*Your instructions*
Can you retype only the lines from the one with "terrace floor in the photo above." through the final line of the material, exactly as given?

*Material shown*
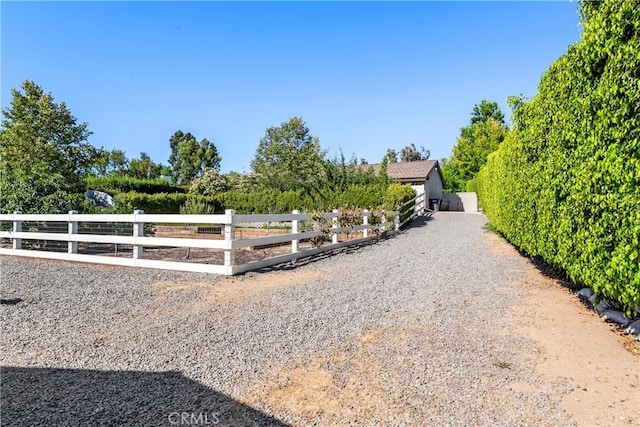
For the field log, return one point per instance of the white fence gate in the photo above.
(130, 240)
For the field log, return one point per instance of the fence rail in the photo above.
(130, 240)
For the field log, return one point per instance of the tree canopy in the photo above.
(288, 157)
(480, 138)
(189, 158)
(44, 154)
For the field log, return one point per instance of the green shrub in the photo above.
(123, 184)
(161, 202)
(565, 184)
(397, 195)
(196, 207)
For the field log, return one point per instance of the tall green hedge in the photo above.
(271, 201)
(565, 184)
(124, 184)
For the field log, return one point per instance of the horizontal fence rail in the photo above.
(222, 244)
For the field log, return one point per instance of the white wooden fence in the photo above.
(72, 229)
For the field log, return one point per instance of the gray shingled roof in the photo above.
(404, 171)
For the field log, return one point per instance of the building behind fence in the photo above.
(222, 244)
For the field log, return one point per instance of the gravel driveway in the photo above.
(414, 330)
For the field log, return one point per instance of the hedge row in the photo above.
(270, 201)
(124, 184)
(565, 184)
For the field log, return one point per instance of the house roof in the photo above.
(409, 171)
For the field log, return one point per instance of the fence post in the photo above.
(295, 244)
(229, 236)
(17, 228)
(138, 231)
(365, 221)
(73, 229)
(334, 228)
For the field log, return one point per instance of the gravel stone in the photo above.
(92, 345)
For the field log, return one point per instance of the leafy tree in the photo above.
(189, 158)
(44, 155)
(210, 183)
(288, 157)
(107, 162)
(144, 168)
(483, 136)
(392, 155)
(486, 110)
(565, 183)
(411, 154)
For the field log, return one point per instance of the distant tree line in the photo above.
(46, 163)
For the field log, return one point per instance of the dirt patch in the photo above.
(597, 366)
(234, 289)
(342, 386)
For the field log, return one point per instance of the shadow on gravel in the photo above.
(39, 396)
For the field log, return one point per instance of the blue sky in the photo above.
(365, 76)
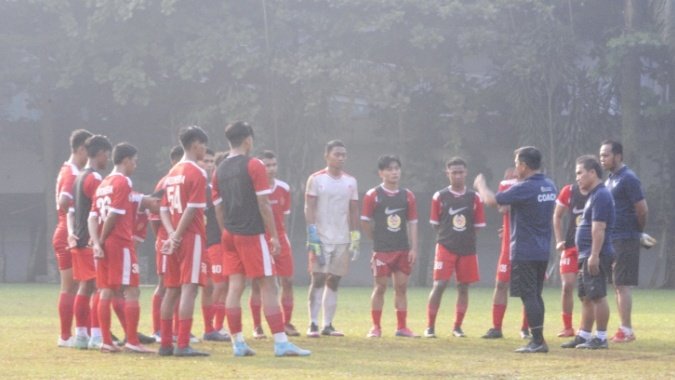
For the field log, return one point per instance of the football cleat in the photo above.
(375, 332)
(242, 349)
(493, 333)
(406, 333)
(289, 349)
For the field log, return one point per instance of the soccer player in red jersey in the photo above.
(182, 214)
(240, 191)
(389, 217)
(160, 259)
(456, 214)
(84, 269)
(571, 200)
(64, 198)
(213, 294)
(111, 225)
(503, 276)
(280, 200)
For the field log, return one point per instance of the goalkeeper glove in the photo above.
(354, 245)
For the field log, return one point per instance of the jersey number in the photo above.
(173, 196)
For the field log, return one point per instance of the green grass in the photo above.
(29, 328)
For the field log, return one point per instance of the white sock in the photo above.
(585, 334)
(280, 337)
(81, 331)
(315, 305)
(96, 332)
(329, 305)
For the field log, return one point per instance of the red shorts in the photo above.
(84, 268)
(284, 261)
(118, 267)
(464, 267)
(504, 267)
(160, 259)
(60, 243)
(383, 264)
(187, 264)
(214, 254)
(569, 259)
(248, 255)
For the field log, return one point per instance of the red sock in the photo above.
(287, 306)
(401, 319)
(276, 322)
(234, 319)
(219, 315)
(118, 306)
(81, 307)
(104, 319)
(95, 300)
(166, 332)
(498, 311)
(376, 315)
(207, 313)
(460, 312)
(255, 311)
(432, 311)
(185, 325)
(65, 307)
(156, 312)
(132, 312)
(567, 320)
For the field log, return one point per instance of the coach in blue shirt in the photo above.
(631, 216)
(532, 201)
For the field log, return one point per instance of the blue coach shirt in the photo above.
(599, 208)
(626, 190)
(532, 202)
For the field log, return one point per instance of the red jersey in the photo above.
(114, 195)
(186, 187)
(280, 200)
(64, 186)
(506, 223)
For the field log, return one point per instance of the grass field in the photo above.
(29, 329)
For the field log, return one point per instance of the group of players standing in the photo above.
(219, 220)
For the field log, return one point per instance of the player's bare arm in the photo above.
(558, 215)
(598, 237)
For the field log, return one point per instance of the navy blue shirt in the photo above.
(599, 208)
(626, 190)
(532, 202)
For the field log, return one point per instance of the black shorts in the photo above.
(594, 287)
(527, 278)
(626, 262)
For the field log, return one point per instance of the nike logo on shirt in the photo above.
(453, 211)
(388, 211)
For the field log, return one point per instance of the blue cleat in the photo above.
(289, 349)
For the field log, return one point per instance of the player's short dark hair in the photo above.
(220, 156)
(78, 137)
(122, 151)
(530, 156)
(176, 153)
(97, 143)
(590, 162)
(188, 135)
(267, 154)
(384, 161)
(237, 132)
(453, 161)
(333, 144)
(617, 148)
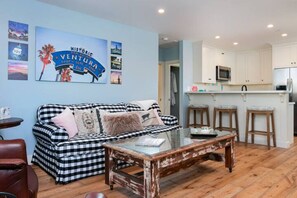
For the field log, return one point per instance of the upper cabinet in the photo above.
(284, 55)
(254, 67)
(205, 60)
(247, 68)
(204, 68)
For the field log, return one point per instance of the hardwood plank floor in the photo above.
(258, 172)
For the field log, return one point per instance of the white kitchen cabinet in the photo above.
(224, 58)
(204, 68)
(284, 55)
(248, 68)
(266, 66)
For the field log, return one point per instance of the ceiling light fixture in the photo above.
(161, 11)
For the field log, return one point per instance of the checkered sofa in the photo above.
(81, 156)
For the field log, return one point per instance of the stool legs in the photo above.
(189, 114)
(247, 127)
(236, 126)
(214, 118)
(195, 111)
(230, 113)
(273, 130)
(268, 130)
(269, 115)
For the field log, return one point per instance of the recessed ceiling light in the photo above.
(161, 11)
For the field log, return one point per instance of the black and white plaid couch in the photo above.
(81, 156)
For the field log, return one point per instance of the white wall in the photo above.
(186, 73)
(140, 64)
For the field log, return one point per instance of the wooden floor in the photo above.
(258, 172)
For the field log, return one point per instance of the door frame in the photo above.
(168, 65)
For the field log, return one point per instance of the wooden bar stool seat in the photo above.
(230, 110)
(268, 112)
(198, 109)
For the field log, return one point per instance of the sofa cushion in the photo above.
(117, 123)
(86, 121)
(46, 112)
(119, 107)
(134, 107)
(89, 143)
(149, 118)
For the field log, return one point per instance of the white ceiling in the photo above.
(242, 21)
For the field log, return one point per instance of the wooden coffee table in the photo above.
(180, 150)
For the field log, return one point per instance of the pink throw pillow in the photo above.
(67, 121)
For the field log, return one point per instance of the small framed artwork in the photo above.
(116, 62)
(18, 31)
(116, 77)
(17, 71)
(116, 48)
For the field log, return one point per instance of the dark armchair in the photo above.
(16, 176)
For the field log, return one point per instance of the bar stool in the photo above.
(268, 112)
(198, 109)
(230, 110)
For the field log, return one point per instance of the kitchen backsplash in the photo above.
(221, 87)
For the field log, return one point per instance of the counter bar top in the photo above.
(240, 92)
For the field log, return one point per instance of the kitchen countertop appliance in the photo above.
(286, 79)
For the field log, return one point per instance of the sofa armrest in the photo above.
(12, 164)
(169, 120)
(50, 133)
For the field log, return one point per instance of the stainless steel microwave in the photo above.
(223, 73)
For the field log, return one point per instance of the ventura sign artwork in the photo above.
(79, 62)
(58, 60)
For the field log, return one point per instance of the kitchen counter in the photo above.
(279, 100)
(240, 92)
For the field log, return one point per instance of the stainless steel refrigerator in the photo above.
(286, 79)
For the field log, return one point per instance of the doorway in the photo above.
(171, 88)
(174, 91)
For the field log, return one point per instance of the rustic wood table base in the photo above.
(163, 164)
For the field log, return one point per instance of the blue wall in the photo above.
(140, 64)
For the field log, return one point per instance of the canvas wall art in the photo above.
(68, 57)
(18, 31)
(116, 77)
(17, 51)
(17, 71)
(116, 48)
(116, 62)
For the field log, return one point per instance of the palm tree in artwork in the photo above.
(45, 55)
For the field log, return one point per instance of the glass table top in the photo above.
(170, 140)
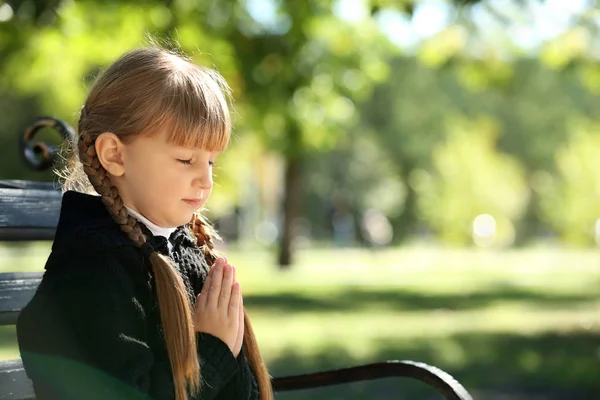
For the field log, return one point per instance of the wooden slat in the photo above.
(16, 289)
(28, 214)
(14, 383)
(440, 380)
(20, 184)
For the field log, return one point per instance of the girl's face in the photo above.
(164, 182)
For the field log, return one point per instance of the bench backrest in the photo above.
(29, 211)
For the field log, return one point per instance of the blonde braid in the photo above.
(205, 236)
(175, 309)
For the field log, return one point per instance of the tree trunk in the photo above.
(291, 201)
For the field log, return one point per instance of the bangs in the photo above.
(194, 109)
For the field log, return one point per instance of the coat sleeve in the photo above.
(85, 334)
(241, 385)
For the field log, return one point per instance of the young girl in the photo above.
(128, 307)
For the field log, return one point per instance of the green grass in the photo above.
(516, 322)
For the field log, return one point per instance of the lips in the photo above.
(193, 202)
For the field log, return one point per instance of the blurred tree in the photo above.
(470, 179)
(571, 201)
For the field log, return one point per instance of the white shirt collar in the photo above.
(155, 229)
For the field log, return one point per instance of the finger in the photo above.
(234, 301)
(226, 286)
(241, 325)
(203, 295)
(214, 289)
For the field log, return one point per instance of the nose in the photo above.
(203, 179)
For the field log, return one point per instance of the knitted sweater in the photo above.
(93, 329)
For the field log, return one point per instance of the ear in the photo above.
(109, 149)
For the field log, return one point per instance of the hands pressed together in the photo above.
(219, 306)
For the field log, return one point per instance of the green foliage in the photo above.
(571, 199)
(471, 178)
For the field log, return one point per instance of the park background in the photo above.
(409, 179)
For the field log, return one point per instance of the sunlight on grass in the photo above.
(525, 316)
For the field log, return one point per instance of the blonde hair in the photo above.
(148, 89)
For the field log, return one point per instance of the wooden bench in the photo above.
(29, 211)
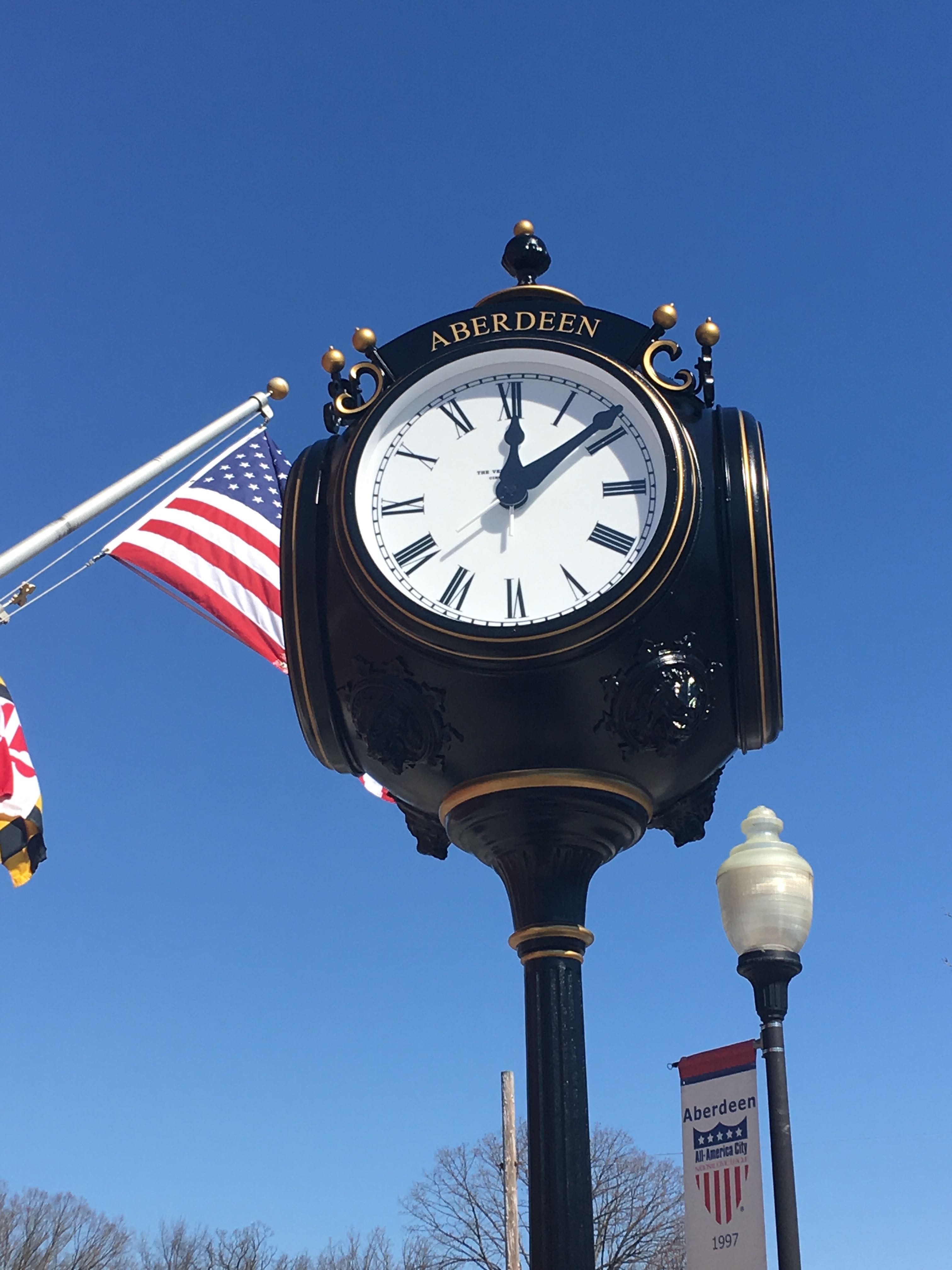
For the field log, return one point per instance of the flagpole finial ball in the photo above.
(707, 333)
(364, 340)
(666, 317)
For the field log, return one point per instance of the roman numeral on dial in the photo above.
(457, 590)
(578, 590)
(605, 441)
(512, 399)
(424, 459)
(455, 412)
(404, 508)
(412, 554)
(611, 488)
(514, 604)
(612, 539)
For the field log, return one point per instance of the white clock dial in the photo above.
(428, 488)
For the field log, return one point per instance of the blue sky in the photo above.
(235, 993)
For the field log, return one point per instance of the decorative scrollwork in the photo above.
(352, 401)
(399, 719)
(685, 379)
(659, 701)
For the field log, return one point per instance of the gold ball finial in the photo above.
(333, 360)
(707, 333)
(364, 340)
(666, 317)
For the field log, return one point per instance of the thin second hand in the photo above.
(479, 516)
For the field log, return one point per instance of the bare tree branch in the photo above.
(459, 1206)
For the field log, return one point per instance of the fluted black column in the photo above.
(546, 844)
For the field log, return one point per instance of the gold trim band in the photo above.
(544, 933)
(563, 953)
(544, 778)
(529, 290)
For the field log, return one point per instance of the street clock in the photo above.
(529, 586)
(525, 548)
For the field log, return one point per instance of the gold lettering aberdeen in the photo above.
(492, 324)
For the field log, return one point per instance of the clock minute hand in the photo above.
(537, 472)
(511, 488)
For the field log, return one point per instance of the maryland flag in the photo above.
(22, 845)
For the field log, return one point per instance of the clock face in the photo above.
(468, 539)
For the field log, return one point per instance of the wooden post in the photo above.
(511, 1174)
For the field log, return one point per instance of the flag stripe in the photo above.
(182, 559)
(272, 550)
(229, 564)
(218, 536)
(247, 630)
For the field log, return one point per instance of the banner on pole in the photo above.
(724, 1198)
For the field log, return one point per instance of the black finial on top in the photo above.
(526, 257)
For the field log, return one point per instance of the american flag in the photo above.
(215, 544)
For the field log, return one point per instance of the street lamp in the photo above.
(766, 890)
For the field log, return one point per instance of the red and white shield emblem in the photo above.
(723, 1192)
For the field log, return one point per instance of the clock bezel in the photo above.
(677, 519)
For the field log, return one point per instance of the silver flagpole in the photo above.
(23, 552)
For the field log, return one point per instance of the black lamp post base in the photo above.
(770, 972)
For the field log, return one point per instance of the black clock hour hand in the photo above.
(536, 473)
(511, 488)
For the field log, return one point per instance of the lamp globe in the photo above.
(766, 890)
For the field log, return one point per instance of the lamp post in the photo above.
(766, 890)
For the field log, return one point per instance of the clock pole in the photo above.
(546, 834)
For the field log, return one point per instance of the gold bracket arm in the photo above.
(685, 379)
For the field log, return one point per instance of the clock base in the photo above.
(546, 843)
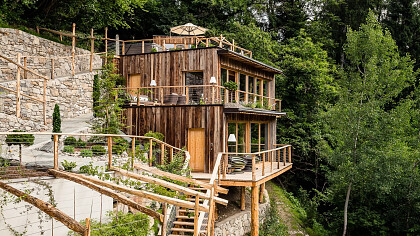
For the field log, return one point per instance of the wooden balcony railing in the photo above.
(195, 95)
(263, 163)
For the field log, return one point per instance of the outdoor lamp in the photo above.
(232, 138)
(213, 80)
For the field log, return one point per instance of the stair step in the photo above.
(185, 230)
(185, 223)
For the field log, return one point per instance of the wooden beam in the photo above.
(124, 200)
(73, 49)
(47, 208)
(254, 211)
(262, 188)
(18, 88)
(140, 193)
(166, 184)
(243, 198)
(179, 178)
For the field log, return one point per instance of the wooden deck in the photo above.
(245, 178)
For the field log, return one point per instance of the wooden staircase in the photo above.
(184, 222)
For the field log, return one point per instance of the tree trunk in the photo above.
(345, 209)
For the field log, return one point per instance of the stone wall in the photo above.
(240, 224)
(72, 93)
(39, 52)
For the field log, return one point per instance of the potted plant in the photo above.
(231, 86)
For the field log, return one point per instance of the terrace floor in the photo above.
(245, 178)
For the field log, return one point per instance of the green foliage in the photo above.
(70, 141)
(68, 165)
(108, 110)
(80, 143)
(86, 153)
(56, 119)
(20, 139)
(98, 150)
(370, 147)
(121, 224)
(231, 85)
(96, 93)
(68, 149)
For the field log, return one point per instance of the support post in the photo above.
(133, 148)
(52, 68)
(162, 153)
(55, 151)
(254, 211)
(196, 214)
(242, 198)
(263, 170)
(18, 87)
(109, 152)
(262, 188)
(253, 169)
(106, 45)
(284, 156)
(92, 48)
(73, 49)
(165, 220)
(87, 232)
(25, 73)
(150, 151)
(44, 98)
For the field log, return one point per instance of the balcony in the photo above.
(250, 169)
(197, 95)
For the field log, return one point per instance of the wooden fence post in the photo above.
(133, 148)
(150, 151)
(196, 214)
(44, 98)
(87, 233)
(165, 221)
(25, 74)
(73, 49)
(106, 45)
(109, 152)
(55, 151)
(92, 48)
(18, 87)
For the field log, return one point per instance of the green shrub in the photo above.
(68, 149)
(98, 150)
(68, 165)
(70, 141)
(80, 143)
(86, 153)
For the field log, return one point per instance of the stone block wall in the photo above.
(39, 52)
(240, 224)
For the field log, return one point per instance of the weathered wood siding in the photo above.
(174, 122)
(167, 67)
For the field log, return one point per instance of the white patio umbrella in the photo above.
(188, 29)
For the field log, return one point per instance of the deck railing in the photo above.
(268, 160)
(195, 95)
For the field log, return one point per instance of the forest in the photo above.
(350, 87)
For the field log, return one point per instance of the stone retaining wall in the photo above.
(240, 224)
(16, 41)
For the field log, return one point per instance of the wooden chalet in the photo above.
(177, 90)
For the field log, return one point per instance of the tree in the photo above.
(306, 88)
(108, 110)
(20, 139)
(369, 152)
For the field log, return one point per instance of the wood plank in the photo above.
(46, 207)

*Solution to this problem*
For the field log, return one point per instance of the terrace floor in the photo above.
(245, 178)
For the field log, return one point per instance of the green foliage in the photo above.
(70, 141)
(68, 165)
(108, 110)
(80, 143)
(86, 153)
(56, 119)
(20, 139)
(98, 150)
(370, 147)
(121, 224)
(231, 85)
(96, 93)
(68, 149)
For the field log, return one point per instance of the support post in the photo above.
(133, 148)
(52, 68)
(162, 153)
(55, 151)
(254, 211)
(196, 214)
(242, 198)
(263, 170)
(18, 87)
(109, 152)
(262, 188)
(253, 169)
(106, 45)
(284, 156)
(92, 48)
(73, 49)
(165, 220)
(87, 232)
(25, 73)
(150, 151)
(44, 98)
For the field log, return one point per instance of the balcony in the photo above.
(250, 169)
(197, 95)
For the field log, return one point per instance of the wooden fence post in the photo above.
(133, 148)
(150, 151)
(196, 214)
(44, 98)
(87, 233)
(165, 221)
(25, 74)
(73, 49)
(106, 45)
(109, 152)
(55, 151)
(92, 48)
(18, 87)
For the field log, return one point per instance of the green shrub in the photo above.
(68, 149)
(98, 150)
(68, 165)
(70, 141)
(80, 143)
(86, 153)
For the field log, return one point per instance of the stone block wall in the photo above.
(39, 52)
(240, 224)
For the field log, return one point per instance of the weathered wood siding in the photo above.
(174, 122)
(167, 67)
For the field log, return one point per instance of the white patio umbrella in the photo above.
(188, 29)
For the field log, return one point per instance of the deck railing in the photo above.
(268, 160)
(195, 95)
For the field log, return one point per instance of the forest in the photo above.
(350, 87)
For the field log, return one point per instance of the stone retaining wall in the photo above.
(240, 224)
(16, 41)
For the field log, return one point per instance of the wooden chalet in the photo above.
(177, 90)
For the field log, return one point per instance of the tree in the photo above.
(306, 88)
(108, 110)
(20, 139)
(369, 152)
For the field log, return one point per instance of the wood plank in the photo above.
(46, 207)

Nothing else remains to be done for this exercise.